【不動産を相続したら自分でも名義変更が可能】手続きの方法・必要書類・費用・税金を税理士が解説
不動産を相続した場合は、不動産の名義変更が必要です。
専門家に依頼すると費用がかかるため、自分で行えないのかと考える方も多いのではないでしょうか。
本記事では、自分で不動産の名義変更を行う方法を中心に、必要書類や手続きにかかる費用・税金を解説します。
また、専門家に依頼すべきケースも紹介しているので、現在の状況と照らし合わせて検討してみてください。

□ □ □

## 演習の構成
**a.** 相続した不動産の名義変更に関する抜粋で、「本記事では」で始まる文が解説の対象として挙げている事項をすべて書き出しなさい。
**b.** 相続した不動産の名義変更に関する抜粋について、最後の文の次に続く文章を示しなさい。

□ □ □

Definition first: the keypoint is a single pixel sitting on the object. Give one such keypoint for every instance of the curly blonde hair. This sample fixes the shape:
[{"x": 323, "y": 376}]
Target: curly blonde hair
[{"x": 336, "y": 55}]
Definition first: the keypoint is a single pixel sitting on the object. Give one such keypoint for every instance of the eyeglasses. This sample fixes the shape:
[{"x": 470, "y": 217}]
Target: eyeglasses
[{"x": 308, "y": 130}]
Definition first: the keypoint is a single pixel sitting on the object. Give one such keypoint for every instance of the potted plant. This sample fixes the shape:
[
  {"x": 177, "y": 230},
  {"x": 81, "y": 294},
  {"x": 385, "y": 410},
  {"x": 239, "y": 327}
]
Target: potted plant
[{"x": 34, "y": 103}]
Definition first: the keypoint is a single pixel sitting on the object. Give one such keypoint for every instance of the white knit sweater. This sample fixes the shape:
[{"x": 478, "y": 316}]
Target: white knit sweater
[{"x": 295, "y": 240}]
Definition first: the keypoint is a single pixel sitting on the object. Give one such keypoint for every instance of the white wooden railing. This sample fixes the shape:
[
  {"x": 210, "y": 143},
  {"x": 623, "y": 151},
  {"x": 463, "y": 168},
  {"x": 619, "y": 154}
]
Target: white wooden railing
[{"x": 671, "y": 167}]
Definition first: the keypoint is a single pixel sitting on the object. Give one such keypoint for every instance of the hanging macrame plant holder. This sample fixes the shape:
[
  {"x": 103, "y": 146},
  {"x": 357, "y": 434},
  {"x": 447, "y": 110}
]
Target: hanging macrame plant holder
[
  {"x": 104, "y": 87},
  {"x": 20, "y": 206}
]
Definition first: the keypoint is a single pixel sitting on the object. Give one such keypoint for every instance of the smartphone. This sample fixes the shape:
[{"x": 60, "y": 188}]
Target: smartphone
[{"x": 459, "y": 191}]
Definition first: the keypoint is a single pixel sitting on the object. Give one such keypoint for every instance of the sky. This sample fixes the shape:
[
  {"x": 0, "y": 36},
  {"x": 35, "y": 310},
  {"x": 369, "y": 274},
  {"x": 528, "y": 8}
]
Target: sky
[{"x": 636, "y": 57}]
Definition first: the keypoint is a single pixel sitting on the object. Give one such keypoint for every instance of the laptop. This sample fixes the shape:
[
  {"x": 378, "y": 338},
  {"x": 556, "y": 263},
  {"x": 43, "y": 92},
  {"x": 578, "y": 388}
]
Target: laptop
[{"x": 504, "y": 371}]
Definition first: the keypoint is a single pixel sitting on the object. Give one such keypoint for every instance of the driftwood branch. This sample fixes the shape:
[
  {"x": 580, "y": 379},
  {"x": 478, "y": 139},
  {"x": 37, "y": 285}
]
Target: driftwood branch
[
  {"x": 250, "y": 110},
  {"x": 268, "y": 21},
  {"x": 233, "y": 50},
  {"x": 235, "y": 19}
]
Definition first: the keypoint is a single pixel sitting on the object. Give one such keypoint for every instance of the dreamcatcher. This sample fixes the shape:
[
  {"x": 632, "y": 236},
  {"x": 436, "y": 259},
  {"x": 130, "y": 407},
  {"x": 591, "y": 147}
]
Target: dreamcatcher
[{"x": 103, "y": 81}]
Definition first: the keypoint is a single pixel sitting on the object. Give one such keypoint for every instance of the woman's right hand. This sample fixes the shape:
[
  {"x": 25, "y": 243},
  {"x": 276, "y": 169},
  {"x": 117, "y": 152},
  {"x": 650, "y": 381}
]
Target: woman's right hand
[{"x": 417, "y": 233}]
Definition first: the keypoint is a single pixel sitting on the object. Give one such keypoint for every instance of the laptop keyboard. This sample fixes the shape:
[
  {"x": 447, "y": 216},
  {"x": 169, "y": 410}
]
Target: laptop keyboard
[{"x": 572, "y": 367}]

□ □ □

## 課題別の解答
**a.**
自分で不動産の名義変更を行う方法
必要書類
手続きにかかる費用
税金

**b.**
<この記事の監修者> 吉本 貴幸(よしもと たかゆき) 税理士法人吉本事務所 代表社員 税理士・行政書士 大学卒業後、1998年に現在の税理士法人の前身である個人税理士事務所に入所。2021年10月より現職。法人、個人事業のクライアントや相続税、贈与税の申告に関わる一方、税理士法人関連会社の社会保険労務士事務所、行政書士事務所、保険代理店のマネージメントにも携わる。経営に関する総合的な知識のもと、税務申告のみならず、事業運営・起業・法人設立のアドバイスも得意とする。税理士法人関連7サイトの総編集長・監修者として、最新の税務情報発信に務めている。 |
不動産を相続したら自分でも名義変更が可能!
以下のようなケースでは、自分で不動産の名義変更を行えます。
・相続状況が複雑でない場合 ・遺言書が残されていた場合 |
名義変更の手続きを専門家に依頼すると別途費用がかかりますが、自分で手続きを行えば手続きそのものにかかる実費のみに抑えられます。
とはいえ、手続きの負担を考慮すると以下のようなケースに該当する場合は、専門家に依頼するのがおすすめです。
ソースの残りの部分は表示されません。